Records of labeled points
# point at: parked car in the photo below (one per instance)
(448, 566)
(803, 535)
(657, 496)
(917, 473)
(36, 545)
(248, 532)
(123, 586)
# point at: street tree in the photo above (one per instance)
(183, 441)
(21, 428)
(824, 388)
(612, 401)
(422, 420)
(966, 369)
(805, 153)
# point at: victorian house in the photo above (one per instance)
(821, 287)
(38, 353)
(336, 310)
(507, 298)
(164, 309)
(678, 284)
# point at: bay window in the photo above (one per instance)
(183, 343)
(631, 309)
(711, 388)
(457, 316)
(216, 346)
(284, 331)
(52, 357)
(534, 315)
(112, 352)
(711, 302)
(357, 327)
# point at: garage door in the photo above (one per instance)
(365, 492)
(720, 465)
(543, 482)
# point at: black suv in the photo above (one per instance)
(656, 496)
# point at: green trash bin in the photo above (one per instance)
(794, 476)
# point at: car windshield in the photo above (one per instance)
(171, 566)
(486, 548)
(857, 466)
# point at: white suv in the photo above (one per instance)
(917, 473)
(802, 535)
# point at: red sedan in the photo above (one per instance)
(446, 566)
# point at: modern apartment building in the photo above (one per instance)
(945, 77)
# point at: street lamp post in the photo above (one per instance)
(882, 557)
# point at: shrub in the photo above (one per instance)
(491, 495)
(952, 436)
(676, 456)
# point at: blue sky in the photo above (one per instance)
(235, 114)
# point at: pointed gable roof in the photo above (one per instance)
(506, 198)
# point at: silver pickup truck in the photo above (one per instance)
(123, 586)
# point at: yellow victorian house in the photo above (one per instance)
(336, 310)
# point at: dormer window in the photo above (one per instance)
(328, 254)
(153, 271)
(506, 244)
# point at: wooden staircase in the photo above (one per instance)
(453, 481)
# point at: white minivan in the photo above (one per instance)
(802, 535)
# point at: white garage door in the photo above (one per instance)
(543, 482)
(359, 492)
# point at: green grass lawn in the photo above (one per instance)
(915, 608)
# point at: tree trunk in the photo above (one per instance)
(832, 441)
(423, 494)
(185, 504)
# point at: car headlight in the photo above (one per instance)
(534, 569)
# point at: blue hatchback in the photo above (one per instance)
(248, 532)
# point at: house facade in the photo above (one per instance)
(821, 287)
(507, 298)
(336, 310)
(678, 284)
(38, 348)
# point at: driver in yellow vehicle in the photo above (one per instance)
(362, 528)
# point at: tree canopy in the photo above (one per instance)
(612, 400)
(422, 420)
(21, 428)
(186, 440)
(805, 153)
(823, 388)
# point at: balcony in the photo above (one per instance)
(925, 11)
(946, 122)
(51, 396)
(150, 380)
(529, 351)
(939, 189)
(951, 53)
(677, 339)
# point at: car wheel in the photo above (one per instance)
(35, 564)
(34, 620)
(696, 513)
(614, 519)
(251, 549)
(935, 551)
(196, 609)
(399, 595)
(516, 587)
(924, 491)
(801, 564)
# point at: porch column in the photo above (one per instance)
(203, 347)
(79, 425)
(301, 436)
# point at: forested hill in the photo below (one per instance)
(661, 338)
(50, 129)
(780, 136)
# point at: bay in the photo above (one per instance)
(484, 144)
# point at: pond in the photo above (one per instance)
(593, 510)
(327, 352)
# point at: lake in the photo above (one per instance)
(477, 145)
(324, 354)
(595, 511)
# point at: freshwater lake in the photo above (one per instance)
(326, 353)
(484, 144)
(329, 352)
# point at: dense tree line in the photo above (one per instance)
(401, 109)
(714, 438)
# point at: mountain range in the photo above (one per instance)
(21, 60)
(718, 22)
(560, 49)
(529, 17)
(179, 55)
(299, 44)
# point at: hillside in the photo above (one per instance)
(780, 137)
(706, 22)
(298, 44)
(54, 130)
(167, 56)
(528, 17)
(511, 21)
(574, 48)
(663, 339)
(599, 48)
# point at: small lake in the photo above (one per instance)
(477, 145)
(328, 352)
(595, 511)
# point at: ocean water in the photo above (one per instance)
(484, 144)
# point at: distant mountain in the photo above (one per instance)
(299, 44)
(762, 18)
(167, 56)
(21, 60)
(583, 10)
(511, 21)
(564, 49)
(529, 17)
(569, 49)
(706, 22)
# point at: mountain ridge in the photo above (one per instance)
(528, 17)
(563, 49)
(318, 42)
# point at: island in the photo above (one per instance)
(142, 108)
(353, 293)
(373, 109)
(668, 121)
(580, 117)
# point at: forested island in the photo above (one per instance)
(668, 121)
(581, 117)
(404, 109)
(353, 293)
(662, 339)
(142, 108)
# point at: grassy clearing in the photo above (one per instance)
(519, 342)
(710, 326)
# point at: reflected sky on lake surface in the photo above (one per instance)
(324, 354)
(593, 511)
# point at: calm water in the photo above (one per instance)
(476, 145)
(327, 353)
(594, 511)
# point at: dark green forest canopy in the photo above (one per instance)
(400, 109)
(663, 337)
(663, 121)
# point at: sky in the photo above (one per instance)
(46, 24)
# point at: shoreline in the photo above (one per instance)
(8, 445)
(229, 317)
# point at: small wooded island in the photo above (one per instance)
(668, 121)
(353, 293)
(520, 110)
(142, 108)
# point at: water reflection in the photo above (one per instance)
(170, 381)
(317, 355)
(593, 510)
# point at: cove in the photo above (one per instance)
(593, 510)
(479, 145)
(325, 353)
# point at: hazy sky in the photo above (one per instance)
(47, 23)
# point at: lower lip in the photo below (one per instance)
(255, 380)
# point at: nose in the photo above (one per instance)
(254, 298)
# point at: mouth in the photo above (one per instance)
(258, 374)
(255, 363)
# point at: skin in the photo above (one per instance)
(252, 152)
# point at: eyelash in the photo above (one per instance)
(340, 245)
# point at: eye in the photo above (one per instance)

WHAT IS REQUIRED
Write out all of the lines again, changing every "one per instance" to "one point per item" and leaving everything else unchanged.

RIGHT ANSWER
# point at: parked car in the photo below (one point per item)
(448, 566)
(803, 535)
(657, 496)
(917, 473)
(36, 545)
(248, 532)
(123, 586)
# point at: street tree in the photo above (one point per item)
(183, 441)
(21, 428)
(824, 388)
(612, 401)
(422, 420)
(966, 369)
(805, 153)
# point at: victorian house in the photo above (one point per item)
(821, 287)
(38, 353)
(336, 310)
(507, 298)
(164, 309)
(678, 284)
# point at: bay window in the photo above (one point per item)
(183, 343)
(631, 309)
(711, 388)
(457, 316)
(216, 346)
(284, 331)
(52, 357)
(534, 315)
(112, 352)
(711, 302)
(357, 327)
# point at: garage door in the photo above (one point per item)
(365, 492)
(720, 465)
(543, 482)
# point at: black suv in the photo above (one point per item)
(656, 496)
# point at: green trash bin in the photo above (one point per item)
(794, 476)
# point at: car windshield in the photo above (one point per item)
(171, 566)
(486, 548)
(857, 466)
# point at: white suv in the photo above (one point per item)
(917, 473)
(802, 535)
# point at: red sedan in the photo above (one point per item)
(446, 566)
# point at: modern apartment building in the photo above (one point per item)
(945, 77)
# point at: street lamp post in the photo above (one point per item)
(882, 557)
# point at: shrub in the photo above (one point per item)
(491, 495)
(952, 436)
(676, 456)
# point at: blue sky in the photo above (one point per item)
(235, 114)
# point at: pointed gable roof in the photo above (one point per item)
(506, 198)
# point at: silver pickup truck in the photo above (one point per item)
(123, 586)
# point at: yellow victorian house in the photo above (one point per item)
(336, 310)
# point at: dormer window in the photo above (one point per item)
(328, 254)
(153, 271)
(506, 244)
# point at: wooden staircase in the photo above (one point per item)
(453, 481)
# point at: white minivan in the photo above (one point per item)
(802, 535)
# point at: white garage door in the photo above (one point per item)
(543, 482)
(359, 492)
# point at: green grass lawn in the photo above (one point per item)
(915, 608)
# point at: tree trunk in the photo above (one point per item)
(832, 441)
(423, 494)
(185, 504)
# point at: car headlight in the photo above (one point per item)
(534, 569)
# point at: blue hatchback in the photo above (one point per item)
(248, 532)
# point at: house facade in the photo above (one point per item)
(821, 287)
(507, 298)
(336, 310)
(678, 284)
(38, 348)
# point at: driver in yellow vehicle in the photo above (one point per item)
(362, 528)
# point at: tree canopy in the photo above (one point per item)
(612, 400)
(422, 420)
(21, 428)
(186, 440)
(805, 153)
(823, 388)
# point at: balcony in the photo above (one point per item)
(925, 11)
(946, 122)
(51, 396)
(150, 380)
(529, 351)
(939, 189)
(951, 53)
(677, 339)
# point at: car wheel in the photo above (one point per item)
(35, 564)
(34, 620)
(696, 513)
(614, 519)
(251, 549)
(935, 551)
(196, 609)
(399, 595)
(516, 587)
(924, 491)
(801, 564)
# point at: porch column in the photo above (one point per item)
(203, 347)
(79, 425)
(301, 436)
# point at: forested hill in the photo below (one point per item)
(661, 338)
(50, 129)
(780, 136)
# point at: bay in the photo above (one point per item)
(484, 144)
# point at: pond in the photo above (one point per item)
(593, 510)
(327, 352)
# point at: lake in the photo above (one point per item)
(477, 145)
(324, 354)
(595, 511)
# point at: freshwater lake in the photo above (one point per item)
(326, 353)
(484, 144)
(329, 352)
# point at: dense tree line in the photo above (one point per item)
(401, 109)
(714, 438)
# point at: mountain range in the photo above (one point per item)
(21, 60)
(718, 22)
(560, 49)
(529, 17)
(179, 55)
(299, 44)
# point at: hillside in the photo above (one point per item)
(780, 137)
(706, 22)
(298, 44)
(54, 130)
(167, 56)
(528, 17)
(511, 21)
(574, 48)
(663, 339)
(599, 48)
# point at: small lake in the photo above (one point per item)
(477, 145)
(328, 352)
(595, 511)
# point at: ocean water in the photo above (one point per item)
(484, 144)
# point at: distant mountain in the photo above (one point per item)
(299, 44)
(762, 18)
(167, 56)
(21, 60)
(583, 10)
(511, 21)
(564, 49)
(529, 17)
(569, 49)
(706, 22)
# point at: mountain ridge in the photo above (one point per item)
(528, 17)
(563, 49)
(318, 42)
# point at: island in the photo above (one point per item)
(142, 108)
(353, 293)
(373, 109)
(668, 121)
(580, 117)
# point at: forested island in the photo above (one point per item)
(668, 121)
(581, 117)
(404, 109)
(353, 293)
(662, 339)
(142, 108)
# point at: grassy clearing in the photo above (one point per item)
(519, 342)
(710, 326)
# point at: reflected sky on lake surface in the photo above (one point per item)
(324, 354)
(593, 511)
# point at: calm water in the photo above (one point per item)
(476, 145)
(327, 353)
(594, 511)
# point at: dark green forest canopy in the photo above (one point per item)
(400, 109)
(663, 337)
(663, 121)
# point at: sky in the photo above (one point per item)
(46, 24)
# point at: shoreline in the photo above (one point per item)
(8, 445)
(229, 317)
# point at: small wooded island in the photo above (one point per item)
(668, 121)
(353, 293)
(520, 110)
(142, 108)
# point at: water reflection in the photo above (one point per item)
(170, 381)
(317, 355)
(593, 510)
# point at: cove in the photo above (one point per item)
(593, 510)
(479, 145)
(325, 353)
# point at: hazy sky in the photo above (one point per item)
(47, 23)
# point at: lower lip in the photo below (one point per item)
(255, 380)
# point at: nose in the photo above (one point per item)
(254, 298)
# point at: mouth in the photo above (one point per item)
(258, 374)
(255, 363)
# point at: skin in the photo above (one point per item)
(252, 152)
# point at: eyelash in the photo above (one point per item)
(340, 245)
# point at: eye in the photo above (one point per item)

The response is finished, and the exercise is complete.